▸ EXERCISE PROMPT: Pull each line containing "jagged" out of the listing below.

* * * * * * * * *

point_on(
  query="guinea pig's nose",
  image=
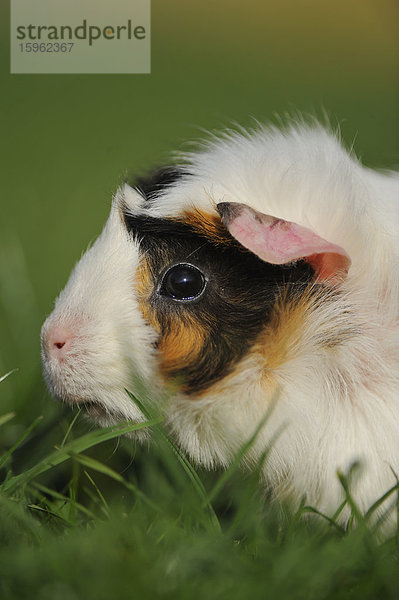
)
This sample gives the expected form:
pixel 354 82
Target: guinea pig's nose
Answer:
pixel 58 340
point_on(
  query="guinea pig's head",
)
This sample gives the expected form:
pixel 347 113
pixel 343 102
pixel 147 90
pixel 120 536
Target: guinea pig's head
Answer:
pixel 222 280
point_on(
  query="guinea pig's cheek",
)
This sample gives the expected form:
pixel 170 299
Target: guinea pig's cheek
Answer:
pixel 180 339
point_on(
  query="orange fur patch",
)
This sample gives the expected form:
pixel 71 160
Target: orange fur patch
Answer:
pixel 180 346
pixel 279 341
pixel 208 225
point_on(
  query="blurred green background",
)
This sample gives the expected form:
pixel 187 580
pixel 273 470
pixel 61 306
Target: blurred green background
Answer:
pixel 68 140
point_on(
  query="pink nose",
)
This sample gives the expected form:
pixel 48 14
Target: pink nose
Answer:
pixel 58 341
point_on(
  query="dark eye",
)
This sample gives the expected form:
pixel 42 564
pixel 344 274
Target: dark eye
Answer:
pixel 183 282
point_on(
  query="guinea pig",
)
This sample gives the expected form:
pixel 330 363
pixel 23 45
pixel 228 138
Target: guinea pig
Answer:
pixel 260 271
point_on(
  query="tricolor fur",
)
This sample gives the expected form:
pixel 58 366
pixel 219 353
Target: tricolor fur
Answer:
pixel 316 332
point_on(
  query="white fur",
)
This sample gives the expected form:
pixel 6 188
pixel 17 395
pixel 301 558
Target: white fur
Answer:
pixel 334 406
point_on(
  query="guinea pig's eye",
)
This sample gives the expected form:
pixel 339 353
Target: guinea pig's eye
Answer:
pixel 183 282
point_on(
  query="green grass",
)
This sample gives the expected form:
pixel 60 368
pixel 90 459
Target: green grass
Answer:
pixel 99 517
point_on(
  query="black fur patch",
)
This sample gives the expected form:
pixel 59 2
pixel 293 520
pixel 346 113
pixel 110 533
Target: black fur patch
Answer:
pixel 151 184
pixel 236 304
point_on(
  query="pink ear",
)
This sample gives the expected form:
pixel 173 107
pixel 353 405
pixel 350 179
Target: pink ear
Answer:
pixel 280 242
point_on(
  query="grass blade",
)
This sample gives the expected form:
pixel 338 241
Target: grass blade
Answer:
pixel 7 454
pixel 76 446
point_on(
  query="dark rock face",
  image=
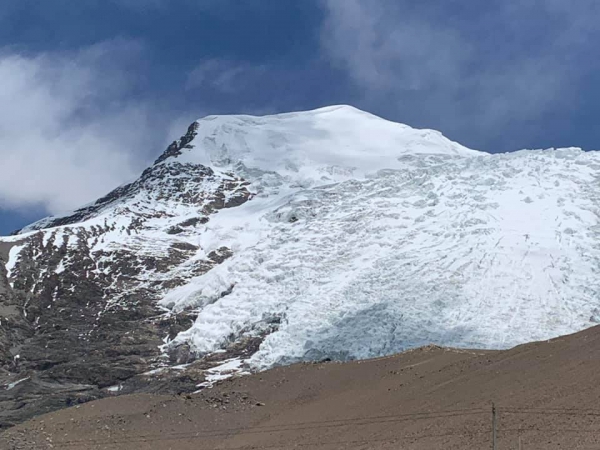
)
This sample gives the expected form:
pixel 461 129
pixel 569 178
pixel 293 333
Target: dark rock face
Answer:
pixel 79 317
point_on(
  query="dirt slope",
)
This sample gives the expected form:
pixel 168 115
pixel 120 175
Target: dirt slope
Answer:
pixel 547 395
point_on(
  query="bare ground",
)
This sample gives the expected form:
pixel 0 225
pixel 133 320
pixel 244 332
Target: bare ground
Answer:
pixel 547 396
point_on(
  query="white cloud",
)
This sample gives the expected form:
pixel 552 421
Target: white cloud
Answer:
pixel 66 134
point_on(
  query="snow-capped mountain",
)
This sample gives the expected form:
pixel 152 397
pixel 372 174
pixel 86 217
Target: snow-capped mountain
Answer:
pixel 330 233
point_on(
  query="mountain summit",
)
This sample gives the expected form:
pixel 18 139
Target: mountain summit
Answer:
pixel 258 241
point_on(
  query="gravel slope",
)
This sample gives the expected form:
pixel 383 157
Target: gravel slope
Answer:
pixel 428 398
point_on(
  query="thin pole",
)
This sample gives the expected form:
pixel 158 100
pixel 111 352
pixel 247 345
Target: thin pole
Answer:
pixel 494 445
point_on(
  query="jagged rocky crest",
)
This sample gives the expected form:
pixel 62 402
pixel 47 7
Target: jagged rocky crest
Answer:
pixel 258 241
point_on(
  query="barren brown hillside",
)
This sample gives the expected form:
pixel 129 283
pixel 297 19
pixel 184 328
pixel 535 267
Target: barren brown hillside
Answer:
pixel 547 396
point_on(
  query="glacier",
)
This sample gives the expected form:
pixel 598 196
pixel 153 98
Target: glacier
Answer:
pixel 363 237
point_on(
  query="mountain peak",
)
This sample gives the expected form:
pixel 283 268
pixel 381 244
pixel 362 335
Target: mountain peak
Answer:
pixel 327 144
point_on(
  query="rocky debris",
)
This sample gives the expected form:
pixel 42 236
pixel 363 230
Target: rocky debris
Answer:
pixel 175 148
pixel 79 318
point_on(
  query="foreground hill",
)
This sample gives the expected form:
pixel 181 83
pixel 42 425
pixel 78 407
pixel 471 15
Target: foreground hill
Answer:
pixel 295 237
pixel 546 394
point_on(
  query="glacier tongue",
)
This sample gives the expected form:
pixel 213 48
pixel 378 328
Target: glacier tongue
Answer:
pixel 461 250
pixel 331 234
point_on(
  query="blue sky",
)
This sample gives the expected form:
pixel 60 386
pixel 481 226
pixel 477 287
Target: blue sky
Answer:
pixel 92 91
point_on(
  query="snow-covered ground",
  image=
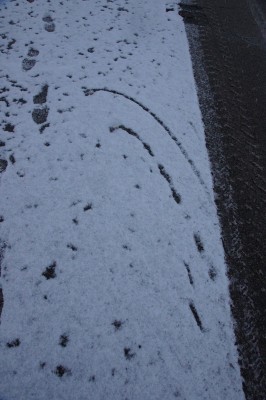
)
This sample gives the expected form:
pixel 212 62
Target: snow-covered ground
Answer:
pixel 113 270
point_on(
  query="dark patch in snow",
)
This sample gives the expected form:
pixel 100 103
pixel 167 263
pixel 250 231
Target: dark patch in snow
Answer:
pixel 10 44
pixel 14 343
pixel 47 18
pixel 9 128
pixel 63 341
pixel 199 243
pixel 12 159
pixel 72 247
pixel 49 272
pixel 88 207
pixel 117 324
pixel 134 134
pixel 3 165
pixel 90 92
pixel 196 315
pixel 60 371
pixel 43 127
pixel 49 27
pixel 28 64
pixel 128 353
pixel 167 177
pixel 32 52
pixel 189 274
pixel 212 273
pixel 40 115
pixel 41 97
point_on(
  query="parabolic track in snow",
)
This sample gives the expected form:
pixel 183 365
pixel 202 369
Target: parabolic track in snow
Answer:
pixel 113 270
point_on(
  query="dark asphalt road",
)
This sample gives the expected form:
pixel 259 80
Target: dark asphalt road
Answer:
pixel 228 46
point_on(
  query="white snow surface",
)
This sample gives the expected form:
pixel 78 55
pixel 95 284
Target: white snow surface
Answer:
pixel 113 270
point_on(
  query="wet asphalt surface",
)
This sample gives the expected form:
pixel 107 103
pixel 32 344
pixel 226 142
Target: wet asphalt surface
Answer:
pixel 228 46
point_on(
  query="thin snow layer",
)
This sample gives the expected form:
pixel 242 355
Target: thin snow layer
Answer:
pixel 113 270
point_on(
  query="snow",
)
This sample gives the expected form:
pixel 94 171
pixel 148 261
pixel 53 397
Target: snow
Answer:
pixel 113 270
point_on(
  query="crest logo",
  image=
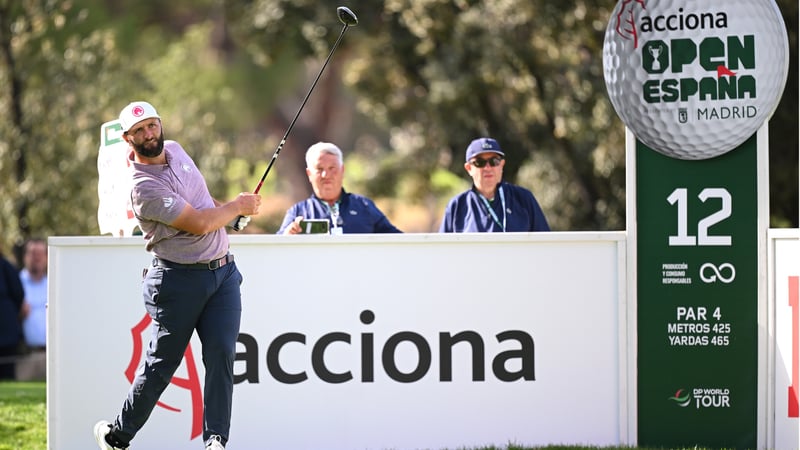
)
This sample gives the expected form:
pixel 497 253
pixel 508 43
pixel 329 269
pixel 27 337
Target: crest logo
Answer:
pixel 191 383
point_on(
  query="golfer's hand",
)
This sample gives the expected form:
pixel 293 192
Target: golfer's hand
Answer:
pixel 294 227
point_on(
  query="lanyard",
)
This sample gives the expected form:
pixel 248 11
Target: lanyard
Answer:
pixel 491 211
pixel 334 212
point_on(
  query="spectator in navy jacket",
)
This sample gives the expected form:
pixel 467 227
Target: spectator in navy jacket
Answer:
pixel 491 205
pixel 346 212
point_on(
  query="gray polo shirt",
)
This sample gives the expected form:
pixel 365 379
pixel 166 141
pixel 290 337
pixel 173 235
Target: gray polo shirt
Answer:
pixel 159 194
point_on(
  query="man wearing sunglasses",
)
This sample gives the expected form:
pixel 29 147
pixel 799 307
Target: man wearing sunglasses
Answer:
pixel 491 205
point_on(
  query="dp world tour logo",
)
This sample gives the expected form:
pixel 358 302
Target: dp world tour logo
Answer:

* * * * * * * * *

▸ EXERCISE RESULT:
  query="jagged rocky crest",
Target: jagged rocky crest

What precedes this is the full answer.